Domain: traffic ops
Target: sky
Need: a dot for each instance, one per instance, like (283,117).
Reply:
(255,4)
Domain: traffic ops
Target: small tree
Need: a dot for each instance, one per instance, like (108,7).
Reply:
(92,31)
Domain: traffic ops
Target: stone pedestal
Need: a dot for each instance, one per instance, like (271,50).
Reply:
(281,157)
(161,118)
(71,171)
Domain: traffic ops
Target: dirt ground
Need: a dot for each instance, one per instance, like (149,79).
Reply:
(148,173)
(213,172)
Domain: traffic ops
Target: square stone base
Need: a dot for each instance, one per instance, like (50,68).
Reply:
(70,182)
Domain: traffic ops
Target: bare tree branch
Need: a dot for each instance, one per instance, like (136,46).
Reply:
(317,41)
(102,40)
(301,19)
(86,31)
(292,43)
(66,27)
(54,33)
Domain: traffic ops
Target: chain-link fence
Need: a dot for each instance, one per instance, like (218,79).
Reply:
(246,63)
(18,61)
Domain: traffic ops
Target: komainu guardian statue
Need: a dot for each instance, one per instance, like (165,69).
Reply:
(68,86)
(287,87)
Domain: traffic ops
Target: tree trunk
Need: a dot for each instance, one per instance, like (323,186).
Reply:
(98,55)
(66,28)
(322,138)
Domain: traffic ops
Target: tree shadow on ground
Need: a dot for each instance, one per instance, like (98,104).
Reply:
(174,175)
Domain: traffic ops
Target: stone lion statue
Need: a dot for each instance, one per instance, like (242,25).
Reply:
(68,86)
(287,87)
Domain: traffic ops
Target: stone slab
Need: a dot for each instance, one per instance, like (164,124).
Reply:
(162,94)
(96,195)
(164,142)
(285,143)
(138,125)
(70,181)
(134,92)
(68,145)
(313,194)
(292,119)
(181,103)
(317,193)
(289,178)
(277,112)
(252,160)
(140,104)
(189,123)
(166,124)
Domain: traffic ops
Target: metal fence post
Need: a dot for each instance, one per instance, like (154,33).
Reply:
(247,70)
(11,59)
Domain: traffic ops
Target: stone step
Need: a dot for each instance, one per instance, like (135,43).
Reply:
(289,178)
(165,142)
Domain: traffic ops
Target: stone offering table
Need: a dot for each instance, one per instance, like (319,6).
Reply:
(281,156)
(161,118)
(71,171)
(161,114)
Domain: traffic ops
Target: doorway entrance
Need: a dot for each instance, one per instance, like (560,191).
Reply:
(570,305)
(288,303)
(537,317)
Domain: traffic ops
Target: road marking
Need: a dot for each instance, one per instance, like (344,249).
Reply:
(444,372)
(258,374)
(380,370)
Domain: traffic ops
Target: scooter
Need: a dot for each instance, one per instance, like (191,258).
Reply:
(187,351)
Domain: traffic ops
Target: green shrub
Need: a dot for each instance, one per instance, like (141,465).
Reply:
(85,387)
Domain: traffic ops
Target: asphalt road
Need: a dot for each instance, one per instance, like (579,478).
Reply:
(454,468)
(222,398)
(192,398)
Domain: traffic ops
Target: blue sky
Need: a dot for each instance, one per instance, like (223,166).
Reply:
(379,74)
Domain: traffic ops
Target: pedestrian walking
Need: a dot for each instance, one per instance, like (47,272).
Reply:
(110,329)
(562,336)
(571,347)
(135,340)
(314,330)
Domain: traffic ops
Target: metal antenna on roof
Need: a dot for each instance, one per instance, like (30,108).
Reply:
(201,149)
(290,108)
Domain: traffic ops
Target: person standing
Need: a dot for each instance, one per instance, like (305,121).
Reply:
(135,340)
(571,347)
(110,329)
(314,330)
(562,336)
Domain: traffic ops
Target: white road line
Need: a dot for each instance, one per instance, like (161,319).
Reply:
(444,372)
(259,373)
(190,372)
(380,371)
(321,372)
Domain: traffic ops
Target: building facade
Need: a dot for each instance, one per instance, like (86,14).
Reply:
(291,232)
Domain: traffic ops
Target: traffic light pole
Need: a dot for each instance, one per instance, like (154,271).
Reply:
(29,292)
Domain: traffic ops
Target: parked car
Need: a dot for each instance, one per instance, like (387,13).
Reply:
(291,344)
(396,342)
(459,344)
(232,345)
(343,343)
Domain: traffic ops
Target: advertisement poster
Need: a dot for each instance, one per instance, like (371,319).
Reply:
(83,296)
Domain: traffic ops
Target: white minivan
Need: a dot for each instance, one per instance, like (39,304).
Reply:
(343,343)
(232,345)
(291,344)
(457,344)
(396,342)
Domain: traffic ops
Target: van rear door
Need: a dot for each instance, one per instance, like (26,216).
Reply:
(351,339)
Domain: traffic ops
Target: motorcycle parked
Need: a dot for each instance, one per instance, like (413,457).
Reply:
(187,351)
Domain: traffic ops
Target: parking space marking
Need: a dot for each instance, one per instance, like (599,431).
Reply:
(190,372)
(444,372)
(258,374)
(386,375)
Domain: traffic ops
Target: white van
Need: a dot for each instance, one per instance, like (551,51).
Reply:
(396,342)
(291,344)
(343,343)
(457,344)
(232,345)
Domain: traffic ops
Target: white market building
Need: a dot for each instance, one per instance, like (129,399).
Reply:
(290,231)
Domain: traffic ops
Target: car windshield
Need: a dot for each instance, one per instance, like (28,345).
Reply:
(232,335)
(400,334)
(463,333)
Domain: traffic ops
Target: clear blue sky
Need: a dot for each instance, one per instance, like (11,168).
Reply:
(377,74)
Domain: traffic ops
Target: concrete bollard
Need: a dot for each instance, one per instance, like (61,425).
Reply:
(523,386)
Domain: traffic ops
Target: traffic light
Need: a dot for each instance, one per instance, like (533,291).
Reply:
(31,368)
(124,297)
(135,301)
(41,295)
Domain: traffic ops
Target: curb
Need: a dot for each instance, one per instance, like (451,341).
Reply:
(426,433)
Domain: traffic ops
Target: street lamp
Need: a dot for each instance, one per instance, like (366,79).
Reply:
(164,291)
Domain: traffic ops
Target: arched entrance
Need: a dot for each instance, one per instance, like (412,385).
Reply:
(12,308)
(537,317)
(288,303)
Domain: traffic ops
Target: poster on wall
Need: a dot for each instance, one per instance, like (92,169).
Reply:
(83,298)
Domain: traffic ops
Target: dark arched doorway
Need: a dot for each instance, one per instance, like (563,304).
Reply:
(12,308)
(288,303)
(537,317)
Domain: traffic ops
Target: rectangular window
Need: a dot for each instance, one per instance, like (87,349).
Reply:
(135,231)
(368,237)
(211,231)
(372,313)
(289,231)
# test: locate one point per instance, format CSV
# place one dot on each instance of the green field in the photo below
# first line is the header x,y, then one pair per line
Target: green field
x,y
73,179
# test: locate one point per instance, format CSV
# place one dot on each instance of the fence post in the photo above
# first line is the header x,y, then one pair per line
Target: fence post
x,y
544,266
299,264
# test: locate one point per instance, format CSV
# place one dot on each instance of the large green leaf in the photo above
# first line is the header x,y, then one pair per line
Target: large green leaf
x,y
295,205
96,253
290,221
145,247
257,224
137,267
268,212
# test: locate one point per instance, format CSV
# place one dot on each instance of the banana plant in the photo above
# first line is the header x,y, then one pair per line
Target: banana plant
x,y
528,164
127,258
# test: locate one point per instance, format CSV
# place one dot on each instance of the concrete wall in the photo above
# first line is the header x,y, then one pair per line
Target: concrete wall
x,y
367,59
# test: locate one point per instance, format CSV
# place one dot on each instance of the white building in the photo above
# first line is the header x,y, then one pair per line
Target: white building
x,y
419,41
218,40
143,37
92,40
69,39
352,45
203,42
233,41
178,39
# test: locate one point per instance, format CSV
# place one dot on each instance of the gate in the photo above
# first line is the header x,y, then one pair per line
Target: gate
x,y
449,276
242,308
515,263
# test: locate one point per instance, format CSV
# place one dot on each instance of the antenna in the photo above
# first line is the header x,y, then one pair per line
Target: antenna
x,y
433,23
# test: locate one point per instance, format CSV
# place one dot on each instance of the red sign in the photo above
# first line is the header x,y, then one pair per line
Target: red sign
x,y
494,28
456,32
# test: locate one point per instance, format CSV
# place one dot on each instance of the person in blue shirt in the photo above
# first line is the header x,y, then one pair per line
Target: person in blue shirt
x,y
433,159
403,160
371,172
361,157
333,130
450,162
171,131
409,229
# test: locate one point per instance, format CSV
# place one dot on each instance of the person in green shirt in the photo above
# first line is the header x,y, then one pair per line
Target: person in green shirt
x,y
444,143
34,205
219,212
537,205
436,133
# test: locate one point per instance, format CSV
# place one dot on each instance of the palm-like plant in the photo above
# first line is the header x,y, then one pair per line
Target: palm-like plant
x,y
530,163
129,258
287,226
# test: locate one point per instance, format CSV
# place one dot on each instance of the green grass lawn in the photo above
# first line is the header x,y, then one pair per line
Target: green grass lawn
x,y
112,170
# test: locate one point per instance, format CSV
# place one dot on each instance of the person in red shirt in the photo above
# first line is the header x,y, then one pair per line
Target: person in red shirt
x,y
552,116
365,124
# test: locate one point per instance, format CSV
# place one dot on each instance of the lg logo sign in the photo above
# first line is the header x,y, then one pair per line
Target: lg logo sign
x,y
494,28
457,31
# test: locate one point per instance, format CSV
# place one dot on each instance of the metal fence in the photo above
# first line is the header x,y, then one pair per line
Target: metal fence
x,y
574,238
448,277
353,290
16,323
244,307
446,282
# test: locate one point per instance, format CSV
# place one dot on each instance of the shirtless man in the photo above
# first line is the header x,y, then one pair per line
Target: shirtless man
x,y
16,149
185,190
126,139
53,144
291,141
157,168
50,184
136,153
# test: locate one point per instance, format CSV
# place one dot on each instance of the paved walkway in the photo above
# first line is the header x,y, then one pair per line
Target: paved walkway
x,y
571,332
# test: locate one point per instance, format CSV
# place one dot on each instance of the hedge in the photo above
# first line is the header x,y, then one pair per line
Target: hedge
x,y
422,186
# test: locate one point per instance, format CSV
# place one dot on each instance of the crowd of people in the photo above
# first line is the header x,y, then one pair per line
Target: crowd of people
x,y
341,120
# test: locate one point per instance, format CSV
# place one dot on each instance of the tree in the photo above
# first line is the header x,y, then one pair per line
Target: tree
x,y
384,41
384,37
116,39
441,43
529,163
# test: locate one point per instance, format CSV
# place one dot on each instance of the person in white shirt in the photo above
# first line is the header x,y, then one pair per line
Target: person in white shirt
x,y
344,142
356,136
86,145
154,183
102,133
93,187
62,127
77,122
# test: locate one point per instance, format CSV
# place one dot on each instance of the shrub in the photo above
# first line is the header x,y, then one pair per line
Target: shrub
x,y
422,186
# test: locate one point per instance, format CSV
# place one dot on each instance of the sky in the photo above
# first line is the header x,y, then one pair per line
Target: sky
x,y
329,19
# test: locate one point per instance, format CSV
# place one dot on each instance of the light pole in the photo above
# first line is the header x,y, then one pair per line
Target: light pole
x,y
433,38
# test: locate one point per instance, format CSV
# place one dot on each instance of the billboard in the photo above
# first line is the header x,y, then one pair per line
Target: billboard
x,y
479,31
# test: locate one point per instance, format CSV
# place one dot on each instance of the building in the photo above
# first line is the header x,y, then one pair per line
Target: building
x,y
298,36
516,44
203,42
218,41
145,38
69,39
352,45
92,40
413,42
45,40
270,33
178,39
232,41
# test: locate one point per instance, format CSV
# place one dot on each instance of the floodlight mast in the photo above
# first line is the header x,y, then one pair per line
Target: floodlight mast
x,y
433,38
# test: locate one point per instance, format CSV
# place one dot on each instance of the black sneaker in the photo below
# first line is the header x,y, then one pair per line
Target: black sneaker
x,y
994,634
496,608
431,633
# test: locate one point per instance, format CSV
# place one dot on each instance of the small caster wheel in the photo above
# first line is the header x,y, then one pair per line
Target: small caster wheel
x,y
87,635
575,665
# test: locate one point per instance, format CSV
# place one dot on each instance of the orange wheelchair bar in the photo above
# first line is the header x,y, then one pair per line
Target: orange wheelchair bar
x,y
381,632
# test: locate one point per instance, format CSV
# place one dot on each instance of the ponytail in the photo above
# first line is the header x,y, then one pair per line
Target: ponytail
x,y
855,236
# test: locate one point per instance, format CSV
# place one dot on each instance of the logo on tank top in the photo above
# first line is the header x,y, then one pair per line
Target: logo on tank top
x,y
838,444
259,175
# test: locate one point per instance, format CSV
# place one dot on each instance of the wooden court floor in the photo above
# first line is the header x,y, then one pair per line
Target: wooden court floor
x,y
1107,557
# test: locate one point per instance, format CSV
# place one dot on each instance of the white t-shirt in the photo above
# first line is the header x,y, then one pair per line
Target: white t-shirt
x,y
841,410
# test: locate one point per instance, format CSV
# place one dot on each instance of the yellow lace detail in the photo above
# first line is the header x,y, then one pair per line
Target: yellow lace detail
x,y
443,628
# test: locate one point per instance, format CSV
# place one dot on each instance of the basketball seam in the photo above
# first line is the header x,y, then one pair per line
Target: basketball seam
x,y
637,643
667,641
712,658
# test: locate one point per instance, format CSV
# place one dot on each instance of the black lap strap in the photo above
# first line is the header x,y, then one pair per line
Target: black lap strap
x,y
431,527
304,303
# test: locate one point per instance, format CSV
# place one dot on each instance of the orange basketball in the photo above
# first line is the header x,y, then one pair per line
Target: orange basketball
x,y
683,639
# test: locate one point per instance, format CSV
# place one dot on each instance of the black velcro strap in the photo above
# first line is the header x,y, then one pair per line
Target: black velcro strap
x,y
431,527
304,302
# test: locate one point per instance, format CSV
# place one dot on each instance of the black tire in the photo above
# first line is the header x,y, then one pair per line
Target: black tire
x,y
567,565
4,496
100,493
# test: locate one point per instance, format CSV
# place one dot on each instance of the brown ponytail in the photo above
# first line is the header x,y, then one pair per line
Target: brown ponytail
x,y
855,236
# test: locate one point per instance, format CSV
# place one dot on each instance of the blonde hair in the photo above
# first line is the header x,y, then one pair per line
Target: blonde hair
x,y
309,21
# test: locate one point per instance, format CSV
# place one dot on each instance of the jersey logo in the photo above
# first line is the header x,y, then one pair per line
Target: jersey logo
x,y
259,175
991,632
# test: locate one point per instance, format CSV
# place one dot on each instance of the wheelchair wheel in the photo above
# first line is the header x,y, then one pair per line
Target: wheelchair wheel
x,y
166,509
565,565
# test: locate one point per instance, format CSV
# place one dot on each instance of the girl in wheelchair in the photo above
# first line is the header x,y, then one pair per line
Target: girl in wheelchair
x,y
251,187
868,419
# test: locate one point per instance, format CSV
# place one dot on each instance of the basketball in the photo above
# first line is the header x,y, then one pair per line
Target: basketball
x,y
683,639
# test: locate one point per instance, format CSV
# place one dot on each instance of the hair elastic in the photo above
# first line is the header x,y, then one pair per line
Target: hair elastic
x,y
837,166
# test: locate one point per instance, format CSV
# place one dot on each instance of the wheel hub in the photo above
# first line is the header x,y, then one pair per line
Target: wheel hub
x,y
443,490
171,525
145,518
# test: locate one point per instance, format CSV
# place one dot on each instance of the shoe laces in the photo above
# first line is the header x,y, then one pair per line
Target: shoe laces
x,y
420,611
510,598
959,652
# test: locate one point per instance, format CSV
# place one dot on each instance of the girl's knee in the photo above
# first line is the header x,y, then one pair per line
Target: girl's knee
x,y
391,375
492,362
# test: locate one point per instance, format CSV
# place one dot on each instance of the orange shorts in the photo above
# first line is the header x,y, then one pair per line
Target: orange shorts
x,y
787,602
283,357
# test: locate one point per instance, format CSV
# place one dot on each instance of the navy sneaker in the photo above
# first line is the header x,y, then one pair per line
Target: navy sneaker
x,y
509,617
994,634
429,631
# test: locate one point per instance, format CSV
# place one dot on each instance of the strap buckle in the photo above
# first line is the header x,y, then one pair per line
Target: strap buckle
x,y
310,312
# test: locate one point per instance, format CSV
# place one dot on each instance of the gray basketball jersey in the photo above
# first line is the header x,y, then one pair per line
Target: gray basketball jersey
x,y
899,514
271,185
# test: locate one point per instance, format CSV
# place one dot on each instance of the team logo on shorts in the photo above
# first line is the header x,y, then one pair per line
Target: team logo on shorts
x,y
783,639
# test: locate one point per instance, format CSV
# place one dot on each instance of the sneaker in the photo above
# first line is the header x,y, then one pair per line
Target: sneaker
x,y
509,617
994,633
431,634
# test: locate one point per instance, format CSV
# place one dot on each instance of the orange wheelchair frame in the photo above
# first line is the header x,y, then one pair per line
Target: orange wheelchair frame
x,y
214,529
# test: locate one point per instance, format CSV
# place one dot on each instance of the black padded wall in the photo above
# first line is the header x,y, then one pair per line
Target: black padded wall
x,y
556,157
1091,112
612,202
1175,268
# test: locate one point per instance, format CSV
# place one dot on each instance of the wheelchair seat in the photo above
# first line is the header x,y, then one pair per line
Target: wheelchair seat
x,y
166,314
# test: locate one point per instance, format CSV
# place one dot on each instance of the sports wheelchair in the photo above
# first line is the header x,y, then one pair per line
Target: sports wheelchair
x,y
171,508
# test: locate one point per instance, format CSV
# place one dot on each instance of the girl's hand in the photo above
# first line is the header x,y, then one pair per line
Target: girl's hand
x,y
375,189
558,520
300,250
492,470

• TASK TO COMPLETE: Give the number of lines in the listing above that contain "below", and nothing else.

• RESULT: 2